• WHAT IS BEING ASKED
How many lines in the rows below contain the string "tail"? Reply with the number alone.

• MATERIAL TO PROCESS
+++

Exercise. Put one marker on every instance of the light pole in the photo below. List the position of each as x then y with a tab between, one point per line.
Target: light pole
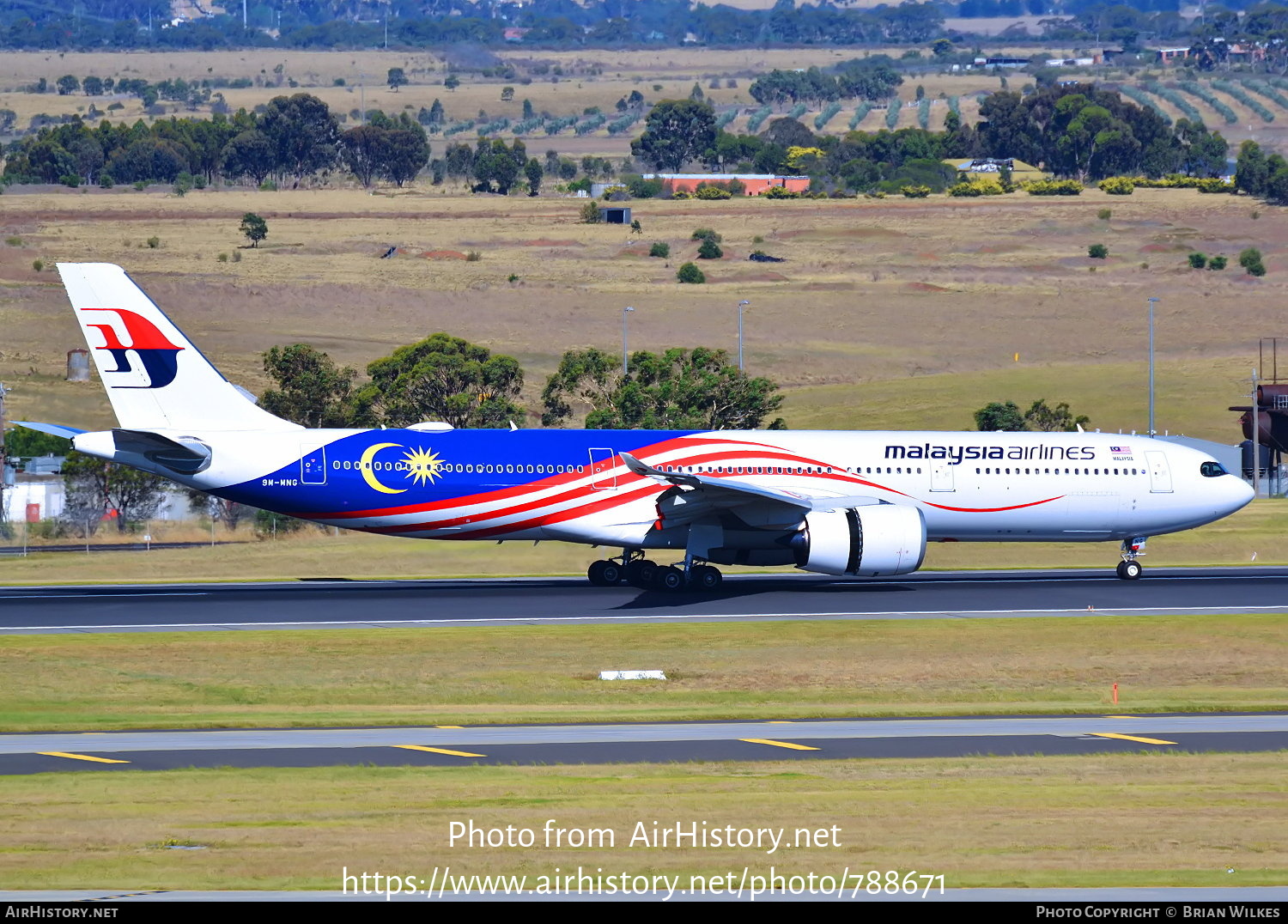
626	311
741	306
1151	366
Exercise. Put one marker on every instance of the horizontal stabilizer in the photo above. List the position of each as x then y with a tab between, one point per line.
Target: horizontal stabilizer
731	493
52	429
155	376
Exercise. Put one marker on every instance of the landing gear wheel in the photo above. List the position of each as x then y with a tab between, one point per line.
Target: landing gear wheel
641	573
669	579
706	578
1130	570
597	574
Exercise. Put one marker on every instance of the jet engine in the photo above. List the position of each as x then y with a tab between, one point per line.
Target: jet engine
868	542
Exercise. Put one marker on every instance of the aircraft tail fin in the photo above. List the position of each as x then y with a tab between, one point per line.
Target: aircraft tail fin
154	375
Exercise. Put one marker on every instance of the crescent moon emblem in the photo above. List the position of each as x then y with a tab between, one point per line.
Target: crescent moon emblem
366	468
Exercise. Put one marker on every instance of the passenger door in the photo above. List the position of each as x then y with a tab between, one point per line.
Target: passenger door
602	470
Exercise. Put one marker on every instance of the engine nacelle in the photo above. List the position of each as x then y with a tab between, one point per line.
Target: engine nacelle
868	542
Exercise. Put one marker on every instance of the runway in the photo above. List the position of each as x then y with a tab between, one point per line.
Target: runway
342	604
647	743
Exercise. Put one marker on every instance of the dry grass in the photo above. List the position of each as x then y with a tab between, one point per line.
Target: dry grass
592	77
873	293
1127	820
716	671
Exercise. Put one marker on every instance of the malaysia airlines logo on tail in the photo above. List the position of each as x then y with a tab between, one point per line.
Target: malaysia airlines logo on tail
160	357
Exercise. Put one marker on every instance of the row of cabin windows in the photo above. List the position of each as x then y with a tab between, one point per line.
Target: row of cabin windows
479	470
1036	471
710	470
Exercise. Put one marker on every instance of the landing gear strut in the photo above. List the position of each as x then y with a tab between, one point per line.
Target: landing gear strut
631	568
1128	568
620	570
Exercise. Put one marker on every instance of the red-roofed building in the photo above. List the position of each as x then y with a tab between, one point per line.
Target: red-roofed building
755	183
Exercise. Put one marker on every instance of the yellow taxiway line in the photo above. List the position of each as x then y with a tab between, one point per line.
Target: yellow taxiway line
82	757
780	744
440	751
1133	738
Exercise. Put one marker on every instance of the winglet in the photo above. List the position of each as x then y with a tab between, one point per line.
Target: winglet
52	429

+++

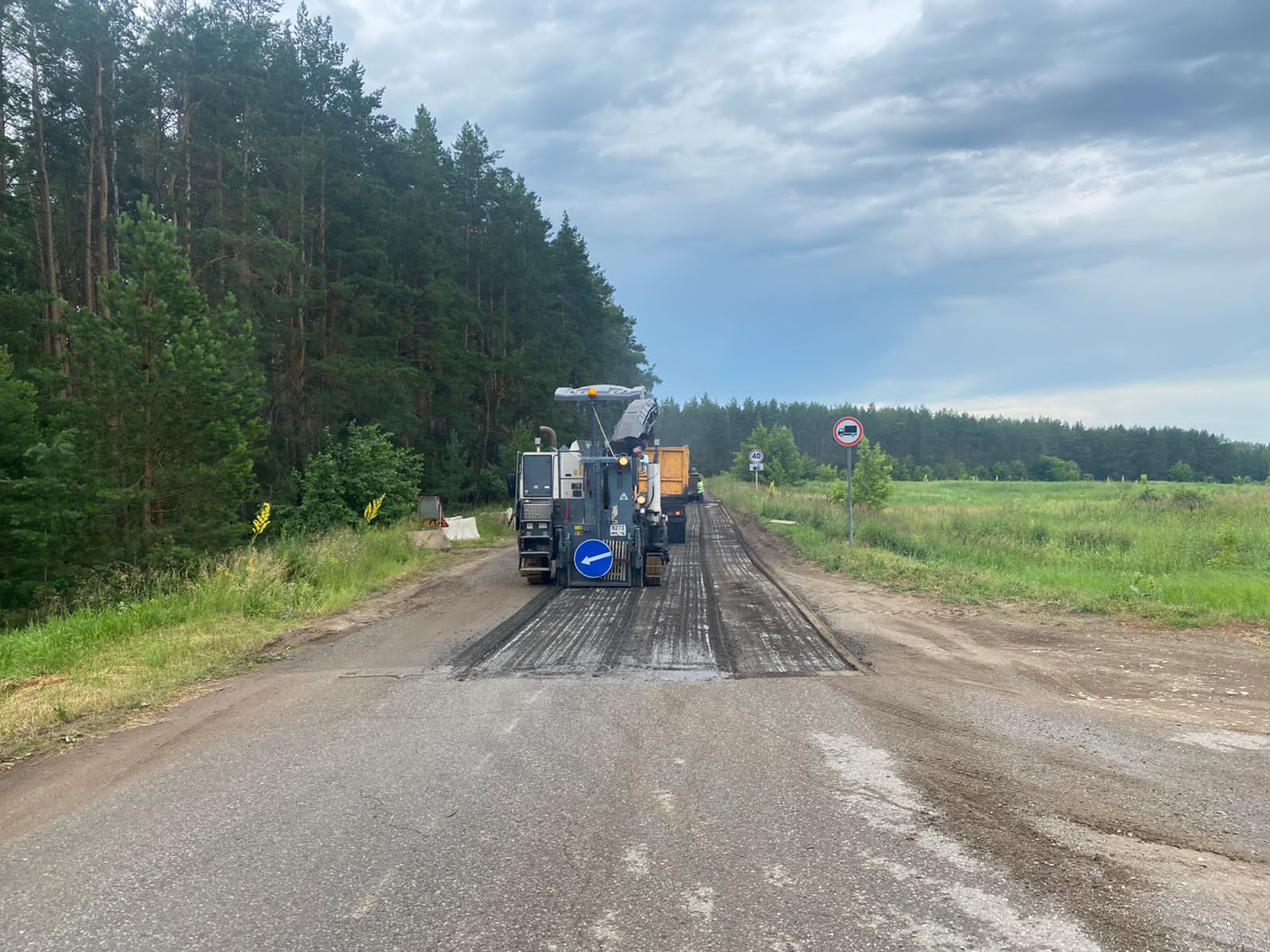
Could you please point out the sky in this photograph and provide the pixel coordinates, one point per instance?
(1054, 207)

+++

• THE SOLUTION
4